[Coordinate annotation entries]
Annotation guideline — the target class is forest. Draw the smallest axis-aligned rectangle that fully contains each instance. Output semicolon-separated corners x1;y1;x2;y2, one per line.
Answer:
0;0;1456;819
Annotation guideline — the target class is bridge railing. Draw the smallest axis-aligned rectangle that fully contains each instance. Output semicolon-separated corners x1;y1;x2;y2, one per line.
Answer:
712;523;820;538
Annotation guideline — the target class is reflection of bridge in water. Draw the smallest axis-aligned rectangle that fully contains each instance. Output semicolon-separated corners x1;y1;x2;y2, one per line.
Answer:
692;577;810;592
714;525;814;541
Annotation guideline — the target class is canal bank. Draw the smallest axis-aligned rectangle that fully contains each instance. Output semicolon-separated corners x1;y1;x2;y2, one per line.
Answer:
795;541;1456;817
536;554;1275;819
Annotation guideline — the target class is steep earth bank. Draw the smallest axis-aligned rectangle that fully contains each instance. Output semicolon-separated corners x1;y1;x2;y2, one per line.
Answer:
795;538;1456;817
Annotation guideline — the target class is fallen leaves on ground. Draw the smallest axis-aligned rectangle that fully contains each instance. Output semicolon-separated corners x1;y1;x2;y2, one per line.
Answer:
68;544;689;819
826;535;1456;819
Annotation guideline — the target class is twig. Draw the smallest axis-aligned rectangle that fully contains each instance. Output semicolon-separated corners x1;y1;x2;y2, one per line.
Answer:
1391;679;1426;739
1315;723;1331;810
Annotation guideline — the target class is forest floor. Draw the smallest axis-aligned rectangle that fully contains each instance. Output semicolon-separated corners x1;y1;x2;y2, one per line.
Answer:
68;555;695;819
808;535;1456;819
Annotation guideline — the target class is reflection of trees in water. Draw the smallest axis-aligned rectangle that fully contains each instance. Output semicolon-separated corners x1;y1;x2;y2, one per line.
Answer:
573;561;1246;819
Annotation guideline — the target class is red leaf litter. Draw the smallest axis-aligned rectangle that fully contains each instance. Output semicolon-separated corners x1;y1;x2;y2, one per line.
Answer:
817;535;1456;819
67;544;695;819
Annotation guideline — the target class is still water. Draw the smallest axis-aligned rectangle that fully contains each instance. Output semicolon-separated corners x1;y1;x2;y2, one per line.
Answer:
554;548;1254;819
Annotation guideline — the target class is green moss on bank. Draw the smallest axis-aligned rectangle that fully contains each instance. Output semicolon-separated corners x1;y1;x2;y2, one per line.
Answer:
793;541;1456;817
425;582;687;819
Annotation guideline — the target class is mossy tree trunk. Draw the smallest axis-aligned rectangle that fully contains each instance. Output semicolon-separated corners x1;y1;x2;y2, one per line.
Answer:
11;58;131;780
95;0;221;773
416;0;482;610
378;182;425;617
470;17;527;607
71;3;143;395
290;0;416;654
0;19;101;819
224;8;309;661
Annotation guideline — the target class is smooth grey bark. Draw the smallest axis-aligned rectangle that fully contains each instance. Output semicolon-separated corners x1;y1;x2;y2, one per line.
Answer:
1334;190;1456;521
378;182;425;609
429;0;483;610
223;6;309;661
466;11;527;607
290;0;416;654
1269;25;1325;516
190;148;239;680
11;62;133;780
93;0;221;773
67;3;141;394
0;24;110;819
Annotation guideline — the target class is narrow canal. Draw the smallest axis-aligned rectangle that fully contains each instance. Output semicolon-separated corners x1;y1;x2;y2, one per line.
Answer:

--- DESCRIPTION OF THE TASK ---
Output as a numbered list the lines between the one containing "Annotation guideline — the target class is twig." and the one containing "573;561;1246;819", inclusive, leaving out any blank lines.

--- IN RESPONSE ---
1. Annotation guideline — the target class is twig. Draw the smallest axis-aligned rectangle that fully contains each instance. Output semicolon-separated corners x1;y1;x2;y2, one per line.
2. Answer:
3. 1391;679;1426;739
4. 1315;723;1331;810
5. Annotation guideline — the target class is forest floor. Draw the smallest axis-aligned rectangle that fully contains each instance. Output semicolon-separated corners x1;y1;x2;y2, one per line.
6. Answer:
7. 68;555;695;819
8. 808;535;1456;819
9. Annotation guideline — the target class is reflection of trees in water. Draw the smallest axis-aligned rectangle that fully contains each instance. Output semicolon-separated corners x1;y1;x2;y2, one per line.
10. Answer:
11. 573;561;1246;819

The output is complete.